▶ **TEXTO FORNECIDO**
---

Mesmo assim, o valor pago pelo seu serviço não compensa as horas trabalhadas, nem o custo de deslocamento e materiais necessários para o atendimento, que também saem do seu bolso, relatou Evelyn.
“Eu percebi que está muito saturada a área da odonto, está muito complicado”.
“Acho péssimo esse estilo de trabalho. É como se fosse um sub emprego fora do país, como essas pessoas que vão embora e trabalham na área de faxina por 12 ou 15 horas por dia e só recebe aquele determinado valor e não tem direito a nada. Estou praticamente trabalhando dessa forma no Brasil, onde nasci”, diz a dentista e motogirl à CNN.
Essa é a realidade de muitos dentistas atualmente, que passam por longas jornadas de trabalho em situações precárias.
Nas redes sociais, contas e grupos chamados de “Furada Odonto” relatam os casos de cada região do país e criam uma rede jurídica de apoio a fim de melhorar o mercado de trabalho da área e alertar a população.
Em uma das publicações, um profissional denuncia uma franquia de odontologia, relatando que os materiais eram reutilizados em diversas cirurgias, muitos nem mesmo são esterilizados e os locais não possuem higiene.
“Dentista tendo que implorar para receber, e quando recebia era parcialmente”, contou em anonimato.
Elaine Sales, advogada especialista em direito médico e da saúde, é a administradora da página “furadaodontosp”, de São Paulo, no Instagram. À CNN, Sales diz que a “pejotização” é o tipo de fraude que mais chega ao seu consultório.
“Nada mais é do que fraude trabalhista. É aquele empresário que contrata o cirurgião dentista sob a guarida da pessoa jurídica e, na verdade, imprime ao cirurgião dentista uma carga de trabalho como se esse cirurgião estivesse sob a égide da consolidação das leis do trabalho (CLT)”, explica.
Evelyn Gregio ainda explicou que as clínicas populares, as quais possuem diversas unidades franqueadas, acabam por destruir os consultórios particulares ao atender a população em cerca de 20 minutos com preços mais baixos.
Na bio da sua conta no TikTok ela escreve “Em busca do sonho americano”, já que sonha um dia em sair do Brasil.
“Tirei meu visto americano e pretendo, se Deus quiser, ir embora”, seja para trabalhar com faxina ou continuar na área das entregas.
Ela ainda ressalta que o motivo de virar motogirl não foi por falta de vontade e que já conheceu advogados, professores e engenheiros na mesma função.
“Às vezes a pessoa tem vergonha de falar que é formada, porque lutou tanto por aquilo”, diz. “Não é falta de força de vontade, porque realmente tá difícil, mas as pessoas têm que seguir os sonhos delas”.
Sales argumenta que muitos profissionais na área da saúde não denunciam na Justiça as violações dos seus direitos por medo de serem marcados e não encontrarem recolocação.
“Se todas às vezes que aquele cirurgião dentista sofrer qualquer tipo de excesso procurar o Poder Judiciário, seguramente o comportamento dos grandes empresários, das grandes ‘clínicas pop’, vai mudar”.

---

▶ **OBJETIVO DA TAREFA**
Transcreva palavra por palavra o trecho do texto fornecido que vai de "Elaine Sales, advogada" a "preços mais baixos.".

---

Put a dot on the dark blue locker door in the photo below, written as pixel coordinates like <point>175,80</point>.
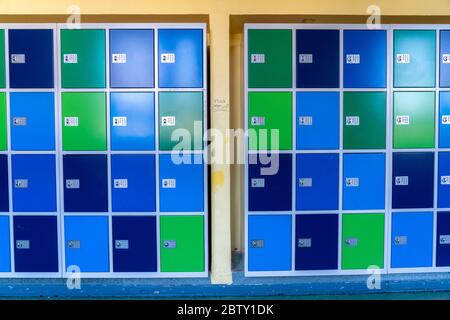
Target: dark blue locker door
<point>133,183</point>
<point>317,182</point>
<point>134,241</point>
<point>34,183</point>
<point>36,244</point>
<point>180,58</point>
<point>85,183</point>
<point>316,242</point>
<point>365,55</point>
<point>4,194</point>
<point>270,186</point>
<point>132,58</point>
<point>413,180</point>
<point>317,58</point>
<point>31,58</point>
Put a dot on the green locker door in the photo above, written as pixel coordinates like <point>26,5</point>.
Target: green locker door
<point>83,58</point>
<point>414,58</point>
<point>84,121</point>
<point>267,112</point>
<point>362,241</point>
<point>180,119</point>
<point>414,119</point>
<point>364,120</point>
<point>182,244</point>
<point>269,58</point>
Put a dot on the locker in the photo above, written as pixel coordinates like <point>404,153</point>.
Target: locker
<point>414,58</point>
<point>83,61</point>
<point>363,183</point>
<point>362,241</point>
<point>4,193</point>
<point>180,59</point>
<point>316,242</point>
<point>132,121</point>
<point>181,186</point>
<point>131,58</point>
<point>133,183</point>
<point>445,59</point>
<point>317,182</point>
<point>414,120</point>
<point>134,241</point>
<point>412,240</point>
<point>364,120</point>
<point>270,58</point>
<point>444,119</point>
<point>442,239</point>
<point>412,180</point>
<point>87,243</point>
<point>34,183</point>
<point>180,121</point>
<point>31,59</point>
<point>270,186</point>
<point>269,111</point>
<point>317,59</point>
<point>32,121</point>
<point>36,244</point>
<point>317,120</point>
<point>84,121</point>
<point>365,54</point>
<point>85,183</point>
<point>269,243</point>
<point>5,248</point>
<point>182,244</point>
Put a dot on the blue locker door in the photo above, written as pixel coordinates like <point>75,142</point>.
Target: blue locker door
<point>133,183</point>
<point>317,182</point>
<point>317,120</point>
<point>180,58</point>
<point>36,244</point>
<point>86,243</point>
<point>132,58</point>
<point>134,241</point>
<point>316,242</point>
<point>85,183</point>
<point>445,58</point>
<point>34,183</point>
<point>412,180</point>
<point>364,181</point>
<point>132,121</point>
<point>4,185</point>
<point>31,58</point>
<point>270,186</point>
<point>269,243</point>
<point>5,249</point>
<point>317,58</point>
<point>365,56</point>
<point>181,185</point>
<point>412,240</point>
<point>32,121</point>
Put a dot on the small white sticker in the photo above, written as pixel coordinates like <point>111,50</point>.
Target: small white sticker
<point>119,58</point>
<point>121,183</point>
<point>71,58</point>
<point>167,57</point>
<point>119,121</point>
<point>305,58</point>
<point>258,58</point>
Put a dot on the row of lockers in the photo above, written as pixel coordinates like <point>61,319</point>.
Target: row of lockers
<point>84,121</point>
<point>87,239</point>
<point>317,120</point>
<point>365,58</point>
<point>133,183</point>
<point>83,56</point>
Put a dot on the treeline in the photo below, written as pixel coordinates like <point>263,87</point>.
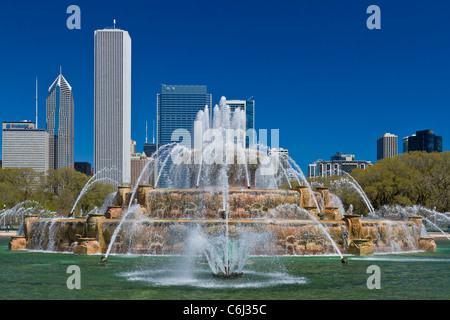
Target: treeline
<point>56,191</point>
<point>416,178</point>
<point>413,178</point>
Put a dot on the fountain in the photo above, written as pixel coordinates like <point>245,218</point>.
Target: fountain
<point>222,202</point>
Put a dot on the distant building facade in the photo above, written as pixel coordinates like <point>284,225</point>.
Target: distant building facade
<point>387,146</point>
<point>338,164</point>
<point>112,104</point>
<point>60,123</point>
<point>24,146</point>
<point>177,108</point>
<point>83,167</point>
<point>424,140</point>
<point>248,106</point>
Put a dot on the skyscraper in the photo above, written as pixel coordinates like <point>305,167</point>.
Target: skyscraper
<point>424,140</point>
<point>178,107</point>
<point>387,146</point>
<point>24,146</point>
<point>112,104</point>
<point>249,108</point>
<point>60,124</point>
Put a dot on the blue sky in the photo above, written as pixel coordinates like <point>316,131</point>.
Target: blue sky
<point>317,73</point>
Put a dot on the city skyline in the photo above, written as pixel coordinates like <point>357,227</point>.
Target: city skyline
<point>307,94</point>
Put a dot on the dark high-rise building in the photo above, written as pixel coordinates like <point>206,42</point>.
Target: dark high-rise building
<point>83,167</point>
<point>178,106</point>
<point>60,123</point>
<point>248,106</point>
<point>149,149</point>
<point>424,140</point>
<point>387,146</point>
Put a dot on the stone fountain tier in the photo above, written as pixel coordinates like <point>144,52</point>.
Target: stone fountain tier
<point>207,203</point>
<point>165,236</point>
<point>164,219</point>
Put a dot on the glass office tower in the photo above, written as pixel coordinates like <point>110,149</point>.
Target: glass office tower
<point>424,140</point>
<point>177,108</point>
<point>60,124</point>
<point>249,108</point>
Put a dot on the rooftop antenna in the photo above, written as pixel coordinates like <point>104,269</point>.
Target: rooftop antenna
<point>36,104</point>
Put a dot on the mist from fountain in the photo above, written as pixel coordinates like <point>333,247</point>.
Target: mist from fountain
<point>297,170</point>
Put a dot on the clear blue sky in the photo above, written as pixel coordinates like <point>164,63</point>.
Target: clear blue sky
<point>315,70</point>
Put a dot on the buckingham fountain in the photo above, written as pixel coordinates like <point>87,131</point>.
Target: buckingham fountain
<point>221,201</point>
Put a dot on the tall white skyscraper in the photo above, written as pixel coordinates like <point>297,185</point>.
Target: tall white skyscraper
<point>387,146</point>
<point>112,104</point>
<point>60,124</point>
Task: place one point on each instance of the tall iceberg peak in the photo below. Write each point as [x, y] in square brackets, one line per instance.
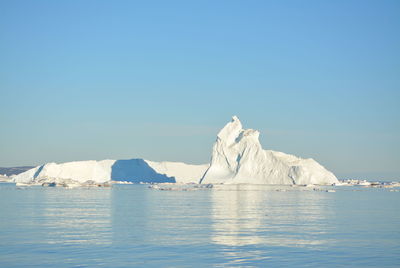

---

▶ **RESULTADO DA TAREFA**
Elaine Sales, advogada especialista em direito médico e da saúde, é a administradora da página “furadaodontosp”, de São Paulo, no Instagram. À CNN, Sales diz que a “pejotização” é o tipo de fraude que mais chega ao seu consultório.
“Nada mais é do que fraude trabalhista. É aquele empresário que contrata o cirurgião dentista sob a guarida da pessoa jurídica e, na verdade, imprime ao cirurgião dentista uma carga de trabalho como se esse cirurgião estivesse sob a égide da consolidação das leis do trabalho (CLT)”, explica.
Evelyn Gregio ainda explicou que as clínicas populares, as quais possuem diversas unidades franqueadas, acabam por destruir os consultórios particulares ao atender a população em cerca de 20 minutos com preços mais baixos.